-- begin Exercise inputs --

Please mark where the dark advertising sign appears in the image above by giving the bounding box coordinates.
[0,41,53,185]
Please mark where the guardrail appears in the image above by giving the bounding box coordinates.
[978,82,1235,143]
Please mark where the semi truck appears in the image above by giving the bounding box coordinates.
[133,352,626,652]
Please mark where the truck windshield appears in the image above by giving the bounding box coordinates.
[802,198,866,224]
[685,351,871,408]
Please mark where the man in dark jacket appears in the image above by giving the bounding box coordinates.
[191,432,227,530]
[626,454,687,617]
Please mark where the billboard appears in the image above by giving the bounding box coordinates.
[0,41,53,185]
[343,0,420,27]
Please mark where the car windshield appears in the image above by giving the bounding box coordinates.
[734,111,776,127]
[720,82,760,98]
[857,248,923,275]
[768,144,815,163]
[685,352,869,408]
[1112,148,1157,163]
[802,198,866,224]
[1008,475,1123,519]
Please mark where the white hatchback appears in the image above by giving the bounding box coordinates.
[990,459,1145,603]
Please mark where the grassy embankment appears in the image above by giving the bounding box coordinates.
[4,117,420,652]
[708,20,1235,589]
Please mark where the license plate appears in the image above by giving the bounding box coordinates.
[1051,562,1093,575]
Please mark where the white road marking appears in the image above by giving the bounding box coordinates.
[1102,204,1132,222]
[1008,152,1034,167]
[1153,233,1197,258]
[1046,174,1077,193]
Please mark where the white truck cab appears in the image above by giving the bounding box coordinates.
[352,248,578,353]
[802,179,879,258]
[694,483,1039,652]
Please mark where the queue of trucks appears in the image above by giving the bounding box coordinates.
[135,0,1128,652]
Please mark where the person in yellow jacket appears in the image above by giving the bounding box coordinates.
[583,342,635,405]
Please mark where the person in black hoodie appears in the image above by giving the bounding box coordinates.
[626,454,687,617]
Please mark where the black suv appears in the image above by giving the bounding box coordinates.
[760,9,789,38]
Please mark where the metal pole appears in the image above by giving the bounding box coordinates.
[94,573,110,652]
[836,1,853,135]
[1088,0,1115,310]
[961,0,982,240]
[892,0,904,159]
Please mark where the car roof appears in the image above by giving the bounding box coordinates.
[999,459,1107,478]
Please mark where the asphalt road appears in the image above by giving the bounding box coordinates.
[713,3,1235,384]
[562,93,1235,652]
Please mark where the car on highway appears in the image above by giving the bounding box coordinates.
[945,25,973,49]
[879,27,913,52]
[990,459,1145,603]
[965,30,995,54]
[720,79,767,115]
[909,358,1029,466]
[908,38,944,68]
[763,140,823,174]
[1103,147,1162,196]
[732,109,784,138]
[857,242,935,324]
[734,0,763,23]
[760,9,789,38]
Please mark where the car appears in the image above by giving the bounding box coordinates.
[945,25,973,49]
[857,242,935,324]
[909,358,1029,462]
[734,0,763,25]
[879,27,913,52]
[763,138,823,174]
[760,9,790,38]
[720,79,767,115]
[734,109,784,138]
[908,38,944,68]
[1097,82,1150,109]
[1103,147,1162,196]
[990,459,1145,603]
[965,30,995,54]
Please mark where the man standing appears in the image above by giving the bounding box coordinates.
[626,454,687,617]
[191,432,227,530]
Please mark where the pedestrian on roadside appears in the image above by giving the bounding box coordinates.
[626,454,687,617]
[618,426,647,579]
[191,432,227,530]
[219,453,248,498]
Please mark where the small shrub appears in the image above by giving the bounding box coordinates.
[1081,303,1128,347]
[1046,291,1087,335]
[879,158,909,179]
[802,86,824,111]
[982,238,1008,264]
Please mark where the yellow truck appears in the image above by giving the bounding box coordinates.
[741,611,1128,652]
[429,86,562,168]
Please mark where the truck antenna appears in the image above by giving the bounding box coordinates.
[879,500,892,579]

-- end Exercise inputs --

**Task to complete:**
Render everything in the listing from the line containing "Please mark where the man in" down to the line containing "[343,0,420,27]" as a numbered list, leaving out blank lines.

**Solution to this problem:**
1. Please mark where the man in dark jacket appears in the image above by giving the bounding box coordinates.
2. [191,432,227,530]
3. [626,454,687,617]
4. Please mark where the billboard appears in the image above by giving the bounding box coordinates.
5. [0,41,53,185]
6. [343,0,420,27]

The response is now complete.